Passage provided.
....

A lower perplexity indicates that the model assigns higher probability to the correct tokens, meaning it is more confident and has learned the underlying language patterns more effectively. The perplexity value ranges from \(0\) to \(+\infty\), where lower values signify greater model confidence.

Training Results

The evaluation metrics were tracked at train start and at the end of each training epoch on the test set, which comprised 5% of the total data. To ensure consistency and comparability, the metrics were configured with specific parameters: BLEU was calculated using four-gram precision (BLEU-4) with smoothing 1 and smoothing 2; ROUGE used both the longest common subsequence (ROUGE-L) and bigram overlap (ROUGE-2); Perplexity was derived directly from the crossentropy objective computed over the validation set.

....

Recorded data.
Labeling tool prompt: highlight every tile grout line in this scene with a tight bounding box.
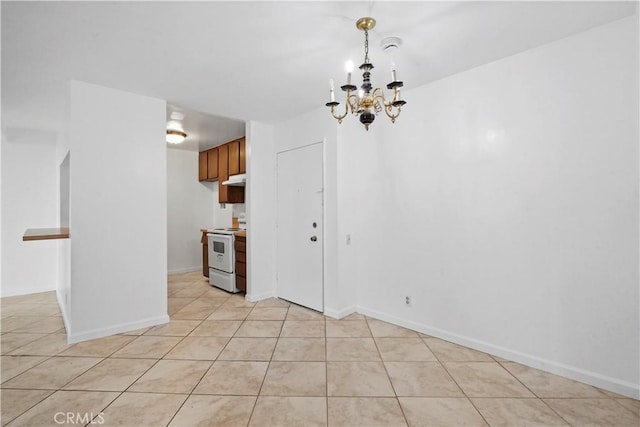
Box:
[496,360,571,425]
[244,304,291,426]
[365,316,409,426]
[421,337,491,426]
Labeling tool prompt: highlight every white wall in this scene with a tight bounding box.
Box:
[245,121,276,301]
[0,128,58,297]
[67,81,169,342]
[167,148,218,273]
[348,17,640,398]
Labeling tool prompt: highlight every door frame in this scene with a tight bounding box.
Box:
[275,142,327,313]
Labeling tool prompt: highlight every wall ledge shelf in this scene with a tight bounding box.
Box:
[22,227,69,242]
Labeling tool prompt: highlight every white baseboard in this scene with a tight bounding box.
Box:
[167,266,202,274]
[67,314,169,344]
[56,290,69,339]
[244,291,276,302]
[324,305,358,319]
[0,285,56,298]
[356,306,640,399]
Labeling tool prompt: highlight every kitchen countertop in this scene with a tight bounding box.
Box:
[200,228,247,237]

....

Exercise requirements.
[1] Answer these questions using the passage on evaluation metrics:
(a) According to the opening sentence, what does a lower perplexity indicate about the probability the model assigns to the correct tokens?
(b) What share of the total data did the test set comprise?
(c) From which objective was perplexity derived?
[2] List every evaluation metric that the passage on evaluation metrics names.

Solutions to each task.
[1]
(a) It indicates that the model assigns higher probability to the correct tokens.
(b) 5% of the total data.
(c) From the crossentropy objective.

[2]
Perplexity
BLEU
ROUGE